(PROVIDED DATA begins)

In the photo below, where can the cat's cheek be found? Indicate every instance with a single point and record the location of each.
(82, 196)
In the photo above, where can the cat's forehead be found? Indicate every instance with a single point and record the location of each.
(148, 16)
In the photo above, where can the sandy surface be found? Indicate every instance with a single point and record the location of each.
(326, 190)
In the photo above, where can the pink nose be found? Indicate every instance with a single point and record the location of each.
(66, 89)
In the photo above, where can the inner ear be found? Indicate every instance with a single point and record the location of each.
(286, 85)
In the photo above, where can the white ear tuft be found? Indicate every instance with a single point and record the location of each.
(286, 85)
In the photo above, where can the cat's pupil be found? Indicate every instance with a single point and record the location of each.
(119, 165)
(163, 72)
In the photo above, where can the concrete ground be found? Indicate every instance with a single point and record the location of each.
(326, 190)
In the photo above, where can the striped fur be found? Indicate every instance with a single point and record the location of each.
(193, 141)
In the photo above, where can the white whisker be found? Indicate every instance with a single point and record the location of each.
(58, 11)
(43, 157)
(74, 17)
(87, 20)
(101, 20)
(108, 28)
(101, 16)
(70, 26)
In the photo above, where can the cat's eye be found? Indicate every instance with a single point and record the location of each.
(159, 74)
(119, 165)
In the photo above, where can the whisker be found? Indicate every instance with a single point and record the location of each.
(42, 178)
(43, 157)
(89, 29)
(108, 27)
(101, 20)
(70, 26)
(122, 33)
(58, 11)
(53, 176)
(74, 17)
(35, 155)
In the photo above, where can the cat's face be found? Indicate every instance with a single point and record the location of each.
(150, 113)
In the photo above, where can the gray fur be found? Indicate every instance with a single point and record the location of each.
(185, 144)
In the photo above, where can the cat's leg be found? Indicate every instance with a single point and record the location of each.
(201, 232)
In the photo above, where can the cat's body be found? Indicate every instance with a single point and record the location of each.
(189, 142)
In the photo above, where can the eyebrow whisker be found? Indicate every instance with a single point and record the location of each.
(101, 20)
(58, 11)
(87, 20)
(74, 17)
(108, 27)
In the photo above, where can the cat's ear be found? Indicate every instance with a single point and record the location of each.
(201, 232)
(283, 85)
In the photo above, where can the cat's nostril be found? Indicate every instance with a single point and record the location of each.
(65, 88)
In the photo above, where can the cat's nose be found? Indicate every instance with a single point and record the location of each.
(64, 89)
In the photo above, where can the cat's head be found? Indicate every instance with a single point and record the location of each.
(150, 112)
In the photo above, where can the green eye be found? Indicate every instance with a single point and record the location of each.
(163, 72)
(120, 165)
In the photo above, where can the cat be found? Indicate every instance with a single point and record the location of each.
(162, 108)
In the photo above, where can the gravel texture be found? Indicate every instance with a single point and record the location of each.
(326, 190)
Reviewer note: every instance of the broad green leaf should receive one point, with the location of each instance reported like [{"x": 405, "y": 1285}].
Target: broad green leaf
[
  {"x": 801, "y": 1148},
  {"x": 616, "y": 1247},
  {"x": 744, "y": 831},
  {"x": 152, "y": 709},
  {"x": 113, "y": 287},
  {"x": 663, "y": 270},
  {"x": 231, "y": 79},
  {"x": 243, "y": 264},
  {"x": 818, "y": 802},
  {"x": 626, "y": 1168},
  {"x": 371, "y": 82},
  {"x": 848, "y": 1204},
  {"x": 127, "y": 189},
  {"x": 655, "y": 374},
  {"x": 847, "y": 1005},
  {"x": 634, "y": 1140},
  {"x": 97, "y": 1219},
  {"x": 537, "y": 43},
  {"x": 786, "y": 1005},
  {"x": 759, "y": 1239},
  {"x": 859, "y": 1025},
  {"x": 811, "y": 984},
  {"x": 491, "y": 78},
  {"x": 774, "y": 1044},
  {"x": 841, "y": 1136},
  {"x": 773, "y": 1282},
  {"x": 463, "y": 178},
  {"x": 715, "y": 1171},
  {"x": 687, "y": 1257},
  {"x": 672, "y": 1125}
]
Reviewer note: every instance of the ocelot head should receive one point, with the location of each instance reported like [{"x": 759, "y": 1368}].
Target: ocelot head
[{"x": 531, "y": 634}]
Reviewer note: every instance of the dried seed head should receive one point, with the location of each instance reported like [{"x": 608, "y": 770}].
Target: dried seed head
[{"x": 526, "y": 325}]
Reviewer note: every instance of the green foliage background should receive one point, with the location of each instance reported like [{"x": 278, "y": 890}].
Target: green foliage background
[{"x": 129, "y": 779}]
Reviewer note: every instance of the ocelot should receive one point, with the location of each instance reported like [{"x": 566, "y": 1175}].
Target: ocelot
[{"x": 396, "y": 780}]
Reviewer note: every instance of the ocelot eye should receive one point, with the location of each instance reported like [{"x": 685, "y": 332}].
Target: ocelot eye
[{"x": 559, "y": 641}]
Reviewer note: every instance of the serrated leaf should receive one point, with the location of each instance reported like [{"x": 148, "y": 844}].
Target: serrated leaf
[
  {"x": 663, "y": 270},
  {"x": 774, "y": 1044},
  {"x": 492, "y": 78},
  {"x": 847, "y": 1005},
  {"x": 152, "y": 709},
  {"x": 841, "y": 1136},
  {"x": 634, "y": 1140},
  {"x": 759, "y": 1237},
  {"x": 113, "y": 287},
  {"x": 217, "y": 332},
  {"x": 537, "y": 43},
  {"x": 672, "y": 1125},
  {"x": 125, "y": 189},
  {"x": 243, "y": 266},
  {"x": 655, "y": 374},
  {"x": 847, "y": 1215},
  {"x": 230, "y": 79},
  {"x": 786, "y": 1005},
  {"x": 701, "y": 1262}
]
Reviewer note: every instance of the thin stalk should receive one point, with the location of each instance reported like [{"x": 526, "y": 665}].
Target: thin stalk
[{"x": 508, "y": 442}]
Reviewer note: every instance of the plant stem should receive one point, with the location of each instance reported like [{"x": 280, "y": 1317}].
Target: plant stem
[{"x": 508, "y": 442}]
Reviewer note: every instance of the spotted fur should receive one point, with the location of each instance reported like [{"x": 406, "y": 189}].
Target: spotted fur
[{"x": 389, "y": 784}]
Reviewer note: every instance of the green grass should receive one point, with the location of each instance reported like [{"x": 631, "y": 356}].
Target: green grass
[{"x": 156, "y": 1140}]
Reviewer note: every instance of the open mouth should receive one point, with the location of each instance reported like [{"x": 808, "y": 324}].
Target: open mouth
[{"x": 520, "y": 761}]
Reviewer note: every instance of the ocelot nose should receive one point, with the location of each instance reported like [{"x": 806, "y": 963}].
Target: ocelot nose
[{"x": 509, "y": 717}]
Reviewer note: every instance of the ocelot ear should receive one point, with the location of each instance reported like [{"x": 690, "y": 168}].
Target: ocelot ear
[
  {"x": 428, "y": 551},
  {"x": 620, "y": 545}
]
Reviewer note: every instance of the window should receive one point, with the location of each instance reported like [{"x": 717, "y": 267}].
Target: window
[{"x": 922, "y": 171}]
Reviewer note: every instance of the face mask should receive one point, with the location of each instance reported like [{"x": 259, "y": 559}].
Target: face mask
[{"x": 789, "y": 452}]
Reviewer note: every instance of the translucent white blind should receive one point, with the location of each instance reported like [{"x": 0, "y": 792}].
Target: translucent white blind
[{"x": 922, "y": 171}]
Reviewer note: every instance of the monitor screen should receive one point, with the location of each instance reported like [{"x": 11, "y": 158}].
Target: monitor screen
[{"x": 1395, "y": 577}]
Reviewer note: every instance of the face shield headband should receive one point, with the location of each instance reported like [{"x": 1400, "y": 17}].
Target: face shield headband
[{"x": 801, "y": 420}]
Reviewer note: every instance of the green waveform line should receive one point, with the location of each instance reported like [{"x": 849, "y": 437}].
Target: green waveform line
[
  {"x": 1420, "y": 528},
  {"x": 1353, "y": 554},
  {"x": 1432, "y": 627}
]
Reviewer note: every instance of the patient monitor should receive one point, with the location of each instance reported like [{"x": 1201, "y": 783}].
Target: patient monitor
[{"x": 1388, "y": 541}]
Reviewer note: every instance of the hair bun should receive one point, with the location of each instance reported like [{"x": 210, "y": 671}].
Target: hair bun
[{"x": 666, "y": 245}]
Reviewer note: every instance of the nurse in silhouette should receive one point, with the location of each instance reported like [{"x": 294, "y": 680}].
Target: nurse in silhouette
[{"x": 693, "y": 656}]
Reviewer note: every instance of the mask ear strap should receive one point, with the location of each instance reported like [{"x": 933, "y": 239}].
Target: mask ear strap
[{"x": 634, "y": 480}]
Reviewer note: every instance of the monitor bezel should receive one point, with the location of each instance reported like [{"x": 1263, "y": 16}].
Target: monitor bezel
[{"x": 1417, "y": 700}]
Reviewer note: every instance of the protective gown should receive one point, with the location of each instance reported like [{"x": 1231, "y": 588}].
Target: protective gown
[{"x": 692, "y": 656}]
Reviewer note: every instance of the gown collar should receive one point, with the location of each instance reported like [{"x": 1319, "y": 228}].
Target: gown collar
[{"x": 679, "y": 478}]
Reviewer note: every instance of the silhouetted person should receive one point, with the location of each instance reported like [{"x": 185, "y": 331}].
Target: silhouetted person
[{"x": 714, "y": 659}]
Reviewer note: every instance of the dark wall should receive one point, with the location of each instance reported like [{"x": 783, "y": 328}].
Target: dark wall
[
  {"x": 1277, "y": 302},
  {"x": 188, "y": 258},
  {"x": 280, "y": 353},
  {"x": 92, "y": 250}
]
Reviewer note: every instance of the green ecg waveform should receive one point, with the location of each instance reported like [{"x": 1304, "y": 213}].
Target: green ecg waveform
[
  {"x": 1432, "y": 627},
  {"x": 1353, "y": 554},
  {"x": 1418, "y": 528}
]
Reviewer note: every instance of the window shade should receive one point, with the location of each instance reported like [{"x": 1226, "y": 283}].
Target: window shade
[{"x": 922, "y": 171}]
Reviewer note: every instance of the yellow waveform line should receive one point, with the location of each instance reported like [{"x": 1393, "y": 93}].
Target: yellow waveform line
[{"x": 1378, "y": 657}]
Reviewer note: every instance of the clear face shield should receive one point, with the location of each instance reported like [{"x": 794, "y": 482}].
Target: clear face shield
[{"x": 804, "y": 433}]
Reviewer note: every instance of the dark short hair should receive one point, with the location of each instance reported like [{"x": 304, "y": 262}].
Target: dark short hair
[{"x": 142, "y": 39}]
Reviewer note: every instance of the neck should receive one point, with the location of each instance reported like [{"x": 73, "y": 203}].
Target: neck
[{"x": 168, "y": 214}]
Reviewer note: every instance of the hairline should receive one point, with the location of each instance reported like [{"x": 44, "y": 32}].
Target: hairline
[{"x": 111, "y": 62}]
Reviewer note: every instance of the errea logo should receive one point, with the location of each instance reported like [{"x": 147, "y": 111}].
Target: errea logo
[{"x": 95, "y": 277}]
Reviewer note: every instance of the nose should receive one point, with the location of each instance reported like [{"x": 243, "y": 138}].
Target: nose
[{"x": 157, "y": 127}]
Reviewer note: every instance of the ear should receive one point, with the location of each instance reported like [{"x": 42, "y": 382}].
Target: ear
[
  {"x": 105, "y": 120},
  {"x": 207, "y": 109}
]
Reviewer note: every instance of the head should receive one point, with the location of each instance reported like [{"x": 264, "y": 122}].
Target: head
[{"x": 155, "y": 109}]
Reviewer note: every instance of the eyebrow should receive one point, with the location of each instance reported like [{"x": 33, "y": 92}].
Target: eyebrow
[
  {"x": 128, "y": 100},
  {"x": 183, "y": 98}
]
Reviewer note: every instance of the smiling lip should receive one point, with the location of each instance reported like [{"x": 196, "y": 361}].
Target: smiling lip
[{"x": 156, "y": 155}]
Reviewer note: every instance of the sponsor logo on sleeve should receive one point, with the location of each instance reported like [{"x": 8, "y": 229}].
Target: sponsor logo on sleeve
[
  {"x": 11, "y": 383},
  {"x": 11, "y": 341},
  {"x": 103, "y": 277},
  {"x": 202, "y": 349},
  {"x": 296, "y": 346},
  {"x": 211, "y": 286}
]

(PROVIDED DATA ends)

→ **PROBLEM**
In the records above, find the line with "Reviewer note: every instance of the gown"; write out exactly that line and each one after it, stopping after the line with "Reviewer note: every instance of the dark short".

→ **ANSWER BOX**
Reviewer note: every instance of the gown collar should receive one point, with the location of each instance reported like [{"x": 1319, "y": 228}].
Target: gown collar
[{"x": 679, "y": 478}]
Reviewer note: every instance of the silhouetted person should receive one point, with the location of each instance reported like [{"x": 185, "y": 331}].
Target: silhouetted person
[{"x": 714, "y": 659}]
Reviewer note: every instance of the dark wall should receive one point, with the location of each instance reported like [{"x": 783, "y": 328}].
Target: dark wall
[
  {"x": 1277, "y": 302},
  {"x": 188, "y": 258},
  {"x": 280, "y": 353},
  {"x": 92, "y": 250}
]
Reviewer note: every instance of the green ecg waveform should receive one point, with the location of each instance reported like [{"x": 1304, "y": 213}].
Target: green ecg waveform
[
  {"x": 1432, "y": 627},
  {"x": 1353, "y": 554},
  {"x": 1418, "y": 528}
]
Reviewer note: every instance of the window shade should receive one point, with the location of each instance reported like [{"x": 1226, "y": 283}].
Target: window shade
[{"x": 922, "y": 171}]
Reviewer note: every instance of the yellow waveform line should receive one point, with the location of each instance reported like [{"x": 1393, "y": 93}].
Target: yellow waveform line
[{"x": 1378, "y": 657}]
Reviewer note: every instance of the clear face shield should receive one point, with the location of each instance reported like [{"x": 794, "y": 482}].
Target: clear face shield
[{"x": 804, "y": 433}]
Reviewer note: every instance of the dark short hair should receive one point, with the location of each instance reported like [{"x": 304, "y": 262}].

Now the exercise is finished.